▸ **Set exercise**: Carry on the discussion of Gunn's poem "The Gas-poker" from the point where it stops.

Gunn believed that writing in form pressed a poet to go further and further in order to explore a subject. “The Gas-poker” is one such proof. The poem is partly tied together by the way that the first lines of each stanza rhyme (“ago” / “so” / “fro” / “know” / “flow”). The rhyme scheme connects the second and fifth lines, the third and seventh lines, and the fourth and sixth lines of each stanza. This enables the poet to make some unexpected connections, such as “lament” and “meant,” “treasures” and “measures.” Gunn said that he probably got some help from Thomas Hardy in writing this poem, especially in the emphasis on a few awkward rhymes, such as “barricaded” and “they did.”
The title of the poem, “The Gas-poker,” directs our attention away from the mother to the homely object that she used to inhale the gas that killed her. The first stanza holds back or barricades the figure of the mother’s dead body. Indeed, it will be revealed only at the end of the poem. That’s also where we come to understand the true significance of the gas-poker, which was normally used to ignite coal fires.

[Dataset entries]

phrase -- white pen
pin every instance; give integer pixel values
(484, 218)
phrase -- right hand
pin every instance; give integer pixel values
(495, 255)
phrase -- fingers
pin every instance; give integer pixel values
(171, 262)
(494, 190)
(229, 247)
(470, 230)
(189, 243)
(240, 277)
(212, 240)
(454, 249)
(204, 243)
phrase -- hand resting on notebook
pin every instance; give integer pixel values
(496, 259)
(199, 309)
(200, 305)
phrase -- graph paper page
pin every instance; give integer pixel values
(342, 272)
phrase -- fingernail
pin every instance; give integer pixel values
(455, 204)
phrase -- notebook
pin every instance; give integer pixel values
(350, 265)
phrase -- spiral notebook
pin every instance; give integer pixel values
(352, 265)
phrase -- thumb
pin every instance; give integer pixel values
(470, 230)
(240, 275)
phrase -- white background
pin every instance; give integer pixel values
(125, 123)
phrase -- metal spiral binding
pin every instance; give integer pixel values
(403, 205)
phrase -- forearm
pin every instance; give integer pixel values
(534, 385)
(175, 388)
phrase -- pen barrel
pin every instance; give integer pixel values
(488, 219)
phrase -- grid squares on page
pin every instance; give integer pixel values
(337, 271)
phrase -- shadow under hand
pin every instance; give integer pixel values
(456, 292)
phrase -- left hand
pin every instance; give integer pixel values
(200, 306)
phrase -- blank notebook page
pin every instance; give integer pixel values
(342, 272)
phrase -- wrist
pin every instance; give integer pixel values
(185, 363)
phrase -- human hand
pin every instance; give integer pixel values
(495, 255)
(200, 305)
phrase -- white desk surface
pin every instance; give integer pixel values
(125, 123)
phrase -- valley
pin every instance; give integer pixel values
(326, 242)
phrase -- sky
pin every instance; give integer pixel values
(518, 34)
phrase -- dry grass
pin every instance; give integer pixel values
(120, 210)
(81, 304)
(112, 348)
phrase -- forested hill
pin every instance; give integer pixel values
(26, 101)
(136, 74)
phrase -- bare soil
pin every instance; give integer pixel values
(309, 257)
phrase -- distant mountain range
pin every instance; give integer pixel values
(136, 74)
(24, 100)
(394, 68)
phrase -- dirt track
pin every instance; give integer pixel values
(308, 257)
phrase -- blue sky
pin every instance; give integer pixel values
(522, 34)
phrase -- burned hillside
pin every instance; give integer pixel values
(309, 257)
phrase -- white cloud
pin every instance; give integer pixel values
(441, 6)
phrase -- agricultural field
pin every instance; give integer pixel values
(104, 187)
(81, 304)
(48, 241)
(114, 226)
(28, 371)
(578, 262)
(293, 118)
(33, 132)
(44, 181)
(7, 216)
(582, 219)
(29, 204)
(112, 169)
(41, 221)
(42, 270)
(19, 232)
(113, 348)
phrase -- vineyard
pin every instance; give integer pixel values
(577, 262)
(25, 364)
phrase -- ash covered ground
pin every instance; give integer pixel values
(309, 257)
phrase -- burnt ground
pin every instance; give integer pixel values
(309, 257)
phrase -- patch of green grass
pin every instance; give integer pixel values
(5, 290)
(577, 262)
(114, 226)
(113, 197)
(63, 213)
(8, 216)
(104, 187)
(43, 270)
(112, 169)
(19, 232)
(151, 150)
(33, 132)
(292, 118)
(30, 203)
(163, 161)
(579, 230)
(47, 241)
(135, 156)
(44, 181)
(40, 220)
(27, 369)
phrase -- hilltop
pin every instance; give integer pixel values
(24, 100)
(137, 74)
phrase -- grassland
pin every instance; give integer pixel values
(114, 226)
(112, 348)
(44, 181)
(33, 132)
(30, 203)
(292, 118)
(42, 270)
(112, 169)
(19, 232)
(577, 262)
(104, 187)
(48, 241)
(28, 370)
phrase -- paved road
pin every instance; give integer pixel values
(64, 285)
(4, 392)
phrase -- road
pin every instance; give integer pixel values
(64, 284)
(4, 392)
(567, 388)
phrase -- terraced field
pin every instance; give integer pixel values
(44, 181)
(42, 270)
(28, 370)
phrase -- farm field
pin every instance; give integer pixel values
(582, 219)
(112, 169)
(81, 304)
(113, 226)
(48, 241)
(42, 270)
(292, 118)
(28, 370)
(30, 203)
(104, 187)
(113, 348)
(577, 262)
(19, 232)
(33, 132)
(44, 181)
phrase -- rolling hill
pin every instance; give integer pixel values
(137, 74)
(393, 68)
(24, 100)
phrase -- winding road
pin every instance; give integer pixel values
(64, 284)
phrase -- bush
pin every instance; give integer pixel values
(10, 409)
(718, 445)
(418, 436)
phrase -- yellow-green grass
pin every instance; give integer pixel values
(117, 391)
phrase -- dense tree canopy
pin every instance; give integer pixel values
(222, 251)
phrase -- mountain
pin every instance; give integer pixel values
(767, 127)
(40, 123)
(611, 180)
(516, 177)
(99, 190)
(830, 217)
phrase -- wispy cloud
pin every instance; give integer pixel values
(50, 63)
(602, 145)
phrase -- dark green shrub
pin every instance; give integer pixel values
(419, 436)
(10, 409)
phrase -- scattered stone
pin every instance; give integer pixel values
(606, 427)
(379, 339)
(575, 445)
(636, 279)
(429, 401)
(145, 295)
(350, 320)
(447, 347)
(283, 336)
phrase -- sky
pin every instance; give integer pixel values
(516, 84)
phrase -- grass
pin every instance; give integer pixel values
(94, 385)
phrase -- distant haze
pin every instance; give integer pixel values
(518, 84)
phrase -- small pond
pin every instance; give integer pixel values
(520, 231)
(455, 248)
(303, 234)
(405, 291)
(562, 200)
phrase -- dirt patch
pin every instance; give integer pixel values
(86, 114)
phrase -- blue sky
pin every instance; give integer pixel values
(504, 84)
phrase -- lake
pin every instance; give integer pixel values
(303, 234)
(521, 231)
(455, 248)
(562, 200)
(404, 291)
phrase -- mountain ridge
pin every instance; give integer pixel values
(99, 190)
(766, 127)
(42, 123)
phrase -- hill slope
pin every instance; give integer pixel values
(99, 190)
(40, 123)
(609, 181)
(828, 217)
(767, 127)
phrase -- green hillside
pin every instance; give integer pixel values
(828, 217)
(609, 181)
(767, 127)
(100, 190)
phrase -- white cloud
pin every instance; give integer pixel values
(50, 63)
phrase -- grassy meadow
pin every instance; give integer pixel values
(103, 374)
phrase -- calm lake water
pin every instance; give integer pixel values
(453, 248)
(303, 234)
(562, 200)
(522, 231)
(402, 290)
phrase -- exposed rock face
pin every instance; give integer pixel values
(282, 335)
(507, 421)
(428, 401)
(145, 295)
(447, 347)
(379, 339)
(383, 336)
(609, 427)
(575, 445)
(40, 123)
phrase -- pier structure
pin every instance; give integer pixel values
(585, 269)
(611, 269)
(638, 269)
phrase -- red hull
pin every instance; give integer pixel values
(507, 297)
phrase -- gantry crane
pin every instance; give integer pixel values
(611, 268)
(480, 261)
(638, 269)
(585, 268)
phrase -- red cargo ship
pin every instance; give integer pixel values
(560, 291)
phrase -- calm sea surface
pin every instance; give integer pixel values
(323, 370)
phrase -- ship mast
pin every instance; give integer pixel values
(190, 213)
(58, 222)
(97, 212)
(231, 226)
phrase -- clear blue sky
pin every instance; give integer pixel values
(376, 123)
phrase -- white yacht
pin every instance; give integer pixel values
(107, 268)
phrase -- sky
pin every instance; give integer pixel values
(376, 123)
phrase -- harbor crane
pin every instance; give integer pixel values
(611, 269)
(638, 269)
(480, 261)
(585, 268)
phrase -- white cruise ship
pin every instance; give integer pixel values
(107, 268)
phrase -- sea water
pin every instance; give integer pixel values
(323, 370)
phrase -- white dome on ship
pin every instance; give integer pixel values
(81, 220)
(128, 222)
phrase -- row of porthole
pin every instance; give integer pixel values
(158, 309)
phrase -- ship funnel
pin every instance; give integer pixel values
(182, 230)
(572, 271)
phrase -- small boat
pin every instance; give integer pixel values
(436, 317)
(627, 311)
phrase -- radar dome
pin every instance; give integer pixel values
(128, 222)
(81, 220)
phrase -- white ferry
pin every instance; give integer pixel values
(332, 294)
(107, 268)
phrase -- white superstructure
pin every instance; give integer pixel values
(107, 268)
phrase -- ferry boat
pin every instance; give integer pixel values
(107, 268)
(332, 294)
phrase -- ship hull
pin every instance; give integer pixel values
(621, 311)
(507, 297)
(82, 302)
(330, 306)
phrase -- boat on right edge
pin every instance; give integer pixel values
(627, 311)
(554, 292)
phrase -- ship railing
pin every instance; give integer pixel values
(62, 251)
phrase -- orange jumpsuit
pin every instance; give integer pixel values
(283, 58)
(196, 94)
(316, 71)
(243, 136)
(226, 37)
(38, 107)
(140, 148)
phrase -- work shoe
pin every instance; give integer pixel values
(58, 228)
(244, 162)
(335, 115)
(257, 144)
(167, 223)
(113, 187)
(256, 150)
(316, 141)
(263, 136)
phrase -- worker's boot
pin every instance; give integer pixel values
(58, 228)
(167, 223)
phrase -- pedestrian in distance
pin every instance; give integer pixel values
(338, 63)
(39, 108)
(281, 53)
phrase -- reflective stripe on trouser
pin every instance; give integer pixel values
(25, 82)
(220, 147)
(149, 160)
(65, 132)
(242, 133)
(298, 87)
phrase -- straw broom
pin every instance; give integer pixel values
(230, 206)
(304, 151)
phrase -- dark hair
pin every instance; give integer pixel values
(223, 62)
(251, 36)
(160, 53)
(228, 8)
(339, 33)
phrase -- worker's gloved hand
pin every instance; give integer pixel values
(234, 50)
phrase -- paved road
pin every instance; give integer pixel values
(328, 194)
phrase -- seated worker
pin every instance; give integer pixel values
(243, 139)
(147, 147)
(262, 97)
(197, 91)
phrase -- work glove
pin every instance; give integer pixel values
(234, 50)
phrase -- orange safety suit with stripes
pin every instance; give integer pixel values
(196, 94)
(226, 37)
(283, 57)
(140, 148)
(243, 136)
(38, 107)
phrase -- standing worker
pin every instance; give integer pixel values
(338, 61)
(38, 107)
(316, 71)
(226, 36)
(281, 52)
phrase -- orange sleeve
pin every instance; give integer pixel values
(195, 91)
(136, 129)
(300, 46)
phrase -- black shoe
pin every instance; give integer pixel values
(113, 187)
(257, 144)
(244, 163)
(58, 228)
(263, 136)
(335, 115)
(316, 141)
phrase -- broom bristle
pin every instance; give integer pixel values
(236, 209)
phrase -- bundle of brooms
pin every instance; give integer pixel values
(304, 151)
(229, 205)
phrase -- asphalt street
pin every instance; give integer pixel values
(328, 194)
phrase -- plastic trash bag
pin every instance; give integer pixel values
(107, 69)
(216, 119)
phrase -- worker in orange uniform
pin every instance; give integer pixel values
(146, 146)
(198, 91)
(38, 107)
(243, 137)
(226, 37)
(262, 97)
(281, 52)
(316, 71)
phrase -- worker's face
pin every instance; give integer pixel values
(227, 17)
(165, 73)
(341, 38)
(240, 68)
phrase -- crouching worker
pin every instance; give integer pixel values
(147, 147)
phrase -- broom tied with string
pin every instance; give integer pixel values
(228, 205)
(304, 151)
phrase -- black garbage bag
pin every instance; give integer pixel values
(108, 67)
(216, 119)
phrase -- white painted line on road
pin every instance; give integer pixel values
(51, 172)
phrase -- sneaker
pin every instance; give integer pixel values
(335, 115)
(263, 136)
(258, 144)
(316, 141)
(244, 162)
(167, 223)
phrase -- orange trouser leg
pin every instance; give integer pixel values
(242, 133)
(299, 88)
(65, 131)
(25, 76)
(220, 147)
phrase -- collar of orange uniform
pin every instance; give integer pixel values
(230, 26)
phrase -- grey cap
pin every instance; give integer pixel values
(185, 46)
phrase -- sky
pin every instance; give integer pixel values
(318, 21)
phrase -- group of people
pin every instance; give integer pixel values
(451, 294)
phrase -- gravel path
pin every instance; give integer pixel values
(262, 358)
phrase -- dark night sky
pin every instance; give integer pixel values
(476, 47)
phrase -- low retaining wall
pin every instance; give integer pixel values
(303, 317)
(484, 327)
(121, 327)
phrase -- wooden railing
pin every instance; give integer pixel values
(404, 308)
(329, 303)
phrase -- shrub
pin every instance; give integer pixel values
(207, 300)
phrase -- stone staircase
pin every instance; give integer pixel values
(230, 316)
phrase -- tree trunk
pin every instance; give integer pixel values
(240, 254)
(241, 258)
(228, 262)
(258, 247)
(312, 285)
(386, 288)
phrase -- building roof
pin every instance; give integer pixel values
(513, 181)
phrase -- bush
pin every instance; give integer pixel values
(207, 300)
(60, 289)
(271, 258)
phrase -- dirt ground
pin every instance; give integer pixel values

▸ **Result of this exercise**:
The second stanza tries to imagine what the mother did behind the blocked door:
She wrote notes, all night busy
Pushing the things about,
Thinking till she was dizzy,
Before she had lain down.
It’s as if the mother was doing housework until the very end, remembering chores, trying to think of everything before she finally had to give up. The rhyme on “busy” and “dizzy” enacts what she is doing. There is metrical agitation in the lines, all that pushing and thinking, which finally relaxes at the end.
The third stanza moves the setting to a garden, which is why Clive Wilmer, the editor of Gunn’s New Selected Poems (2018), suggests that the poem is a pastoral, though it is a counter-pastoral or doomed pastoral: the nostalgic promise of a simple peaceful life in the country comes to a crashing end on “the harsh winter lawn.” At times the rhythm of this poem seems reminiscent of Hardy’s lament “During Wind and Rain,” especially in the following stanza:
The children went to and fro
On the harsh winter lawn
Repeating their lament,
A burden, to each other
In the December dawn,
Elder and younger brother,
Till they knew what it meant.
These lines sound a bit like Hardy’s “They sing their dearest songs— / He, she, all of them—yea . . .”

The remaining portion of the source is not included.